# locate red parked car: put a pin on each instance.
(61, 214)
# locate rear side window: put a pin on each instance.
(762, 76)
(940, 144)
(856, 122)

▶ **YOUR GOAL**: Every single entry above has to be copied exactly.

▶ **OUTPUT OF THE EXERCISE**:
# locate red parked car: put a pin on each instance.
(61, 214)
# locate rear side window: put a pin on each instance.
(762, 76)
(940, 144)
(856, 122)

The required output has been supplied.